Stated task
Reproduce the lines below verbatim, with the pictures omitted from the output.

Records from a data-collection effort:

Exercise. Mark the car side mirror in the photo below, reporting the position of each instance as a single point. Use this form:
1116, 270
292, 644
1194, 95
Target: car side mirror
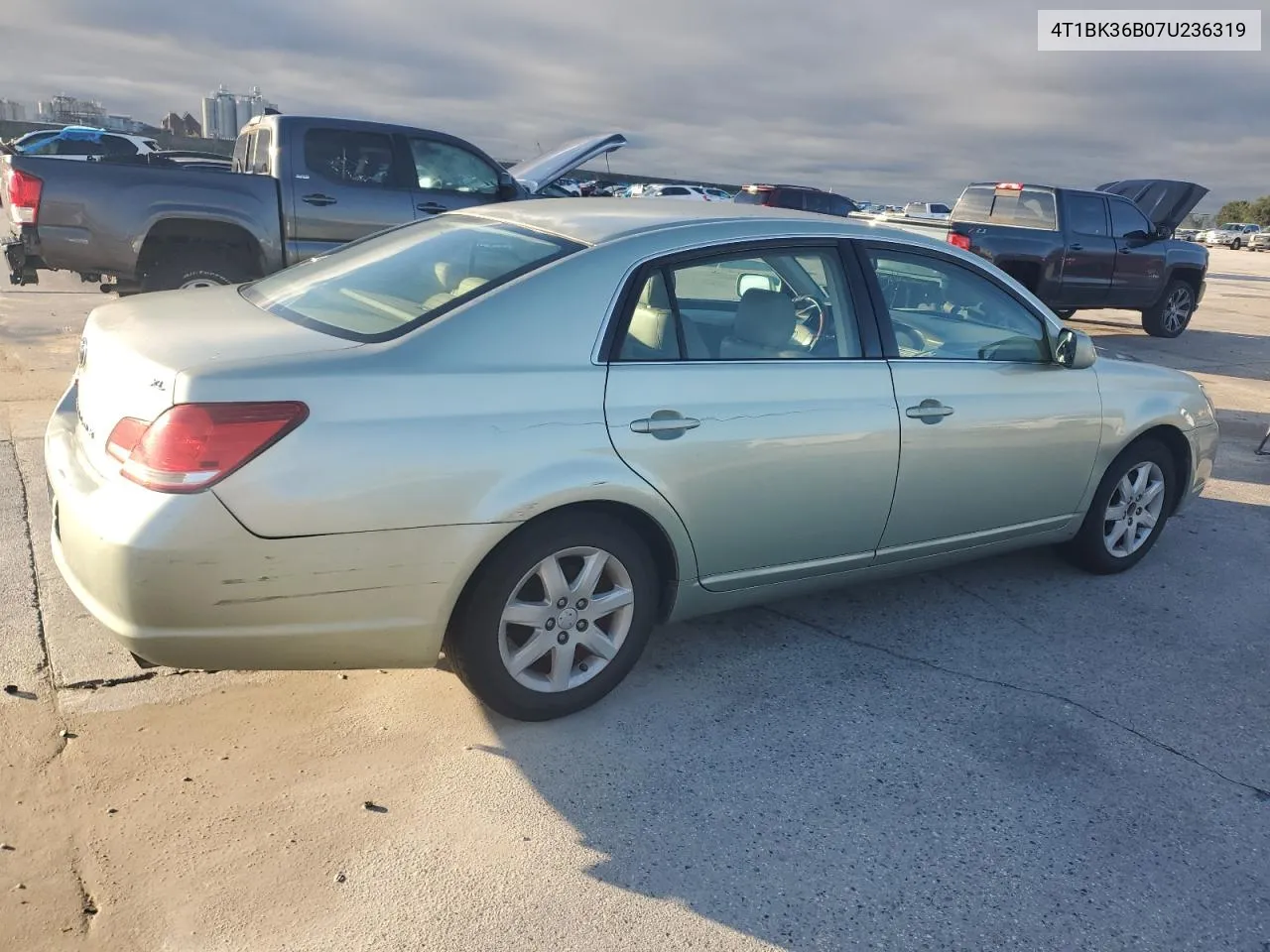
1075, 349
749, 282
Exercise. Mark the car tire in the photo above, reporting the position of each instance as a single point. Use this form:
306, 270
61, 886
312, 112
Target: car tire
481, 645
1173, 312
1096, 547
197, 266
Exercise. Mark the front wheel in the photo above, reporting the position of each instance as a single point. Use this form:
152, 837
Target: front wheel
1171, 313
1128, 513
557, 617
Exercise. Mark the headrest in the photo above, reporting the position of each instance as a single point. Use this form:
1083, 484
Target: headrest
448, 275
654, 294
765, 317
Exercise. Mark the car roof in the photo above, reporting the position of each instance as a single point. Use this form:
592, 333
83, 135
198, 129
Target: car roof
594, 221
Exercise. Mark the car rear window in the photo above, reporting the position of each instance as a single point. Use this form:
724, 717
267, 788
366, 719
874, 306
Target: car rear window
386, 285
987, 204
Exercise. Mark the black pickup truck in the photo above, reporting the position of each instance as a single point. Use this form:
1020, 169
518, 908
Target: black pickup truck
1079, 250
298, 188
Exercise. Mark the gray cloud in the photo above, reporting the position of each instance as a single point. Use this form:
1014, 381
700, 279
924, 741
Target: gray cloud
905, 99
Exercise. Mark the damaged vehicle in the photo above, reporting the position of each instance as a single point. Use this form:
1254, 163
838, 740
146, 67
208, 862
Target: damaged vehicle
524, 434
304, 185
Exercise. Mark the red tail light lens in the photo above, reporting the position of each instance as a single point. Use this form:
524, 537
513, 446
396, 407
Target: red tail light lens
194, 445
24, 190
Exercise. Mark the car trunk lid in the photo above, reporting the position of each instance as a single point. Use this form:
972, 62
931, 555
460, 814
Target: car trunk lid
134, 350
536, 175
1165, 200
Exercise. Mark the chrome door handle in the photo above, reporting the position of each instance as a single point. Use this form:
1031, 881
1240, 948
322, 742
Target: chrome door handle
929, 412
665, 425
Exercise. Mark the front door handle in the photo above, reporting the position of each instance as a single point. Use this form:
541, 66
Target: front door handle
929, 412
665, 425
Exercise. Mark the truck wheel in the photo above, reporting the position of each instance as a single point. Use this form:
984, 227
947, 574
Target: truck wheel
1171, 313
195, 267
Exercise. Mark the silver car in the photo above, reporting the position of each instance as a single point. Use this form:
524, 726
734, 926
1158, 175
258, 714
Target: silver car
525, 434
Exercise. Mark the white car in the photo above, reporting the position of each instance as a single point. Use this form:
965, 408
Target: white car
82, 143
1233, 234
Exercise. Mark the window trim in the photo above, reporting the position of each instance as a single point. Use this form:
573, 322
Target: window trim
890, 347
608, 349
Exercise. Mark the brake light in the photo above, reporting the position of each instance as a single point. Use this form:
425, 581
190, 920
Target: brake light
24, 191
125, 436
194, 445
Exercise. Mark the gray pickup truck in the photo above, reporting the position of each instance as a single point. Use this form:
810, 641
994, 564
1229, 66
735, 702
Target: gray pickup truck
299, 188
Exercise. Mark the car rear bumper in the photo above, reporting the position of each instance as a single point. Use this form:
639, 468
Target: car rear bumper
180, 581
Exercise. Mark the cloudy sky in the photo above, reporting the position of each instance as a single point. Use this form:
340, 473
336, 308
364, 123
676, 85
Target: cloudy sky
890, 100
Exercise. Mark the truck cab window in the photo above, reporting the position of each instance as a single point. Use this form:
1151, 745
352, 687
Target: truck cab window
349, 158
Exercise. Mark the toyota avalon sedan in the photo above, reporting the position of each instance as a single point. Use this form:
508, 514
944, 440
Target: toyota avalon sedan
524, 435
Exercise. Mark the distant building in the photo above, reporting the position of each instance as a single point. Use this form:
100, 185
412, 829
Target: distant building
225, 113
185, 126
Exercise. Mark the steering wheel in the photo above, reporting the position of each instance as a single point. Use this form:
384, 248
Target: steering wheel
808, 307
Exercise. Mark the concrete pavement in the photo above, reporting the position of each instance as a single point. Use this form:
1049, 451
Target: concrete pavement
1007, 754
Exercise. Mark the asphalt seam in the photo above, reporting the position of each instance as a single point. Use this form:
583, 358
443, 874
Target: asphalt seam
46, 666
1038, 692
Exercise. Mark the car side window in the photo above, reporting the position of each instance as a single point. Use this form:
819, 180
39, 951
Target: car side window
1125, 217
444, 167
1087, 214
944, 309
784, 303
349, 158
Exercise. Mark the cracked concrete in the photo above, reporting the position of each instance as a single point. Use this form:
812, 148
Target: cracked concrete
1000, 756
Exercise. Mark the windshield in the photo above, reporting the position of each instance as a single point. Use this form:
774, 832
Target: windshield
390, 284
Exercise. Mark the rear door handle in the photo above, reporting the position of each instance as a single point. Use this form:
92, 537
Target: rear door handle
929, 412
665, 426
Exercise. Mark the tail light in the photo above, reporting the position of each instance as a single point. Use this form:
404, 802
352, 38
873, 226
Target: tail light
194, 445
24, 191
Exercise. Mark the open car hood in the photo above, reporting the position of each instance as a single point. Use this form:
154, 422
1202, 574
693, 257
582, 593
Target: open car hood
1165, 202
536, 175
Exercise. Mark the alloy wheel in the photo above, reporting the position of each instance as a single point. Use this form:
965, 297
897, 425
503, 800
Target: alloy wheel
567, 620
1134, 509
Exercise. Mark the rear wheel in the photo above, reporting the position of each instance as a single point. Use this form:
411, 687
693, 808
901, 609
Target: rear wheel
557, 617
197, 267
1171, 313
1128, 513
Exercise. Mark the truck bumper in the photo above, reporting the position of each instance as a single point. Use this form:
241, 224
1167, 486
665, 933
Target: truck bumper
22, 255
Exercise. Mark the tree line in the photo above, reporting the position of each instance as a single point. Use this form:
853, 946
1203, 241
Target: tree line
1255, 211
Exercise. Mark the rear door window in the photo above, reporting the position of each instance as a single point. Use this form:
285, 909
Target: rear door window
1087, 214
350, 158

Task solution
Exercise. Mark the car side mirror in the photo below, reporting the position of each instance as a single point. Use this form:
1116, 270
292, 644
1194, 95
Target: car side mirror
1075, 349
749, 282
Exercise. Mark the car tire in the photo above, reporting the position of each instance as a single point. Use this form:
306, 270
61, 886
312, 112
Target: car tire
481, 645
1173, 312
1096, 547
197, 266
Exercise. Mark the front wheel in the photo above, reporting the position of each instance as a single point. Use this form:
152, 837
Target: front wheel
1171, 313
1128, 513
557, 617
Exercise. Mark the headrest in the photo above, reporting the position of each instance as a single point. Use this form:
1083, 484
Target: headrest
448, 275
654, 294
765, 317
Exercise. Mark the car roof in the photo above, reporting the position of each instance as a single point. Use this form:
592, 333
83, 135
198, 129
Target: car roof
594, 221
Exercise. Mark the car rear window in the photo above, reporting the position of each instance as a single point. Use this form:
724, 717
267, 788
366, 719
874, 306
Target: car rear window
386, 285
987, 204
Exercise. Mark the black pickup truck in the photo above, reporting the position of each instance as a single point. Use this form:
1020, 169
518, 908
Target: black pickup truck
1079, 250
298, 188
Exercise. Mark the gray cloud in the photo above, reporting the position of each instance as a single point. Use this form:
1014, 381
700, 279
924, 741
Target: gray cloud
905, 99
Exercise. Mark the damaged vehicle in the photo above, reporting the position of each instance as a single point. Use this form:
1254, 163
838, 740
146, 67
208, 862
Target: damaged vehicle
524, 434
304, 185
Exercise. Mark the red tail light lens in the photo above, reporting the position of each instance as a single point. Use this form:
524, 537
513, 446
396, 407
Target: red tail light lens
194, 445
24, 190
Exercise. Mark the car trunk lid in the photo above, reporting the position of each instance as a single point. Use this form:
972, 62
931, 555
460, 814
Target: car trunk lid
134, 350
536, 175
1165, 200
Exercise. Mark the chrome door handle in the photo above, reporting the position of each instance as a single point. Use this form:
1031, 881
1240, 948
322, 742
Target: chrome door handle
929, 412
665, 425
Exercise. Mark the front door handle in the photo above, reporting the position of each instance as a single point. Use this form:
541, 66
Target: front door handle
929, 412
665, 425
Exercise. Mark the truck wheel in the photo above, reporting the position of each instance as a single point. Use this form:
984, 227
947, 574
Target: truck wheel
1171, 313
195, 267
Exercise. Mark the silver car in the photo above, reporting the position of each instance as a single point. Use this form:
524, 726
734, 926
1158, 175
258, 714
Target: silver car
525, 434
Exercise. Mark the white car in the photo above, reporting the position of each instance as a single point. Use this form:
965, 408
Target: white car
82, 143
1233, 234
Exercise. Mark the window trim in the photo above, reporting the position of each instance as a single point. Use this form:
573, 322
Target: window trim
890, 347
608, 349
Exercise. Mark the brake light in the photo above, reporting the position of each instance as a single point. Use this form:
425, 581
190, 920
Target: brake light
24, 191
125, 436
194, 445
Exercise. Mark the gray pickup truck in the photo above, reporting the position of each instance as a single point. Use this form:
810, 641
994, 564
1229, 66
735, 702
Target: gray pickup truck
299, 188
Exercise. Mark the car rear bumper in the photo above, reporting the position of each instance as a single point. Use this form:
639, 468
Target: car rear bumper
180, 581
Exercise. Mark the cloudy sky in the photo above, reporting the position of each instance as a single point. Use this form:
340, 473
336, 308
364, 123
676, 85
Target: cloudy sky
890, 100
Exercise. Mark the truck cab window in the photo above, reporting the position of each instance as a single point. Use this form:
1151, 745
352, 687
Target: truck cab window
349, 158
Exercise. Mark the toyota avalon sedan in the photo above, reporting the position of each instance as a single point. Use this form:
508, 514
944, 440
Target: toyota avalon sedan
524, 435
Exercise. Mark the distant building in the photo above, reporting the position of each instance as a single point. Use this form:
100, 185
412, 829
Target: distant building
225, 113
185, 126
Exercise. Mark the steering wheel in the photo above, reporting the position of each instance as a single point. Use this form:
384, 248
Target: steering wheel
808, 307
Exercise. Mark the concrete pavement in the photo above, reporting the position of each instance as a single point. Use this form:
1049, 451
Target: concrete pavement
1007, 754
Exercise. Mark the asphalt seam in the photo above, reporting the position of each instance as a single point. Use this form:
583, 358
443, 874
Target: asphalt seam
46, 666
1038, 692
Exercise. Mark the car side window in the photo above, reporting the position of each instance as a single point. Use this form:
819, 180
39, 951
Target: car side window
1125, 217
444, 167
1087, 214
944, 309
784, 303
349, 158
Exercise. Mark the cracked concrete in the photo above, reporting the position of each instance as a single point. Use this form:
812, 148
Target: cracked concrete
1000, 756
Exercise. Mark the windshield in the photo above, reporting the position of each instance as a single point. Use this form:
774, 832
Target: windshield
390, 284
Exercise. Mark the rear door handle in the photo above, reporting the position of each instance as a single point. Use this form:
92, 537
Target: rear door handle
929, 412
665, 426
Exercise. Mark the tail light in the photo above, reporting the position of each instance as a single point. Use this form:
404, 802
352, 38
873, 226
Target: tail light
194, 445
24, 191
Exercise. Mark the open car hood in the photo above, reporting the position of each instance as a single point. Use this form:
154, 422
1202, 574
693, 257
582, 593
Target: open car hood
1165, 202
536, 175
Exercise. Mark the alloy wheel in the photo above, reporting the position of each instance as a single point. Use this form:
965, 297
897, 425
503, 800
Target: alloy wheel
567, 620
1134, 509
Exercise. Mark the rear wheel in the photo above, reporting the position of each instance as a single point. Use this form:
411, 687
693, 808
901, 609
Target: rear wheel
557, 617
197, 267
1171, 313
1128, 513
Exercise. Mark the truck bumper in the photo above, reporting the position of each instance as a single point. Use this form:
241, 224
1167, 486
665, 933
Target: truck bumper
22, 255
Exercise. Mark the tree line in the photo above, reporting the position of each instance as a single point. Use this form:
853, 946
1203, 241
Target: tree line
1255, 211
Exercise. Mark the rear door window in the photo above, reporting the position of each instance as a single point. Use this form:
285, 909
Target: rear door window
1087, 214
350, 158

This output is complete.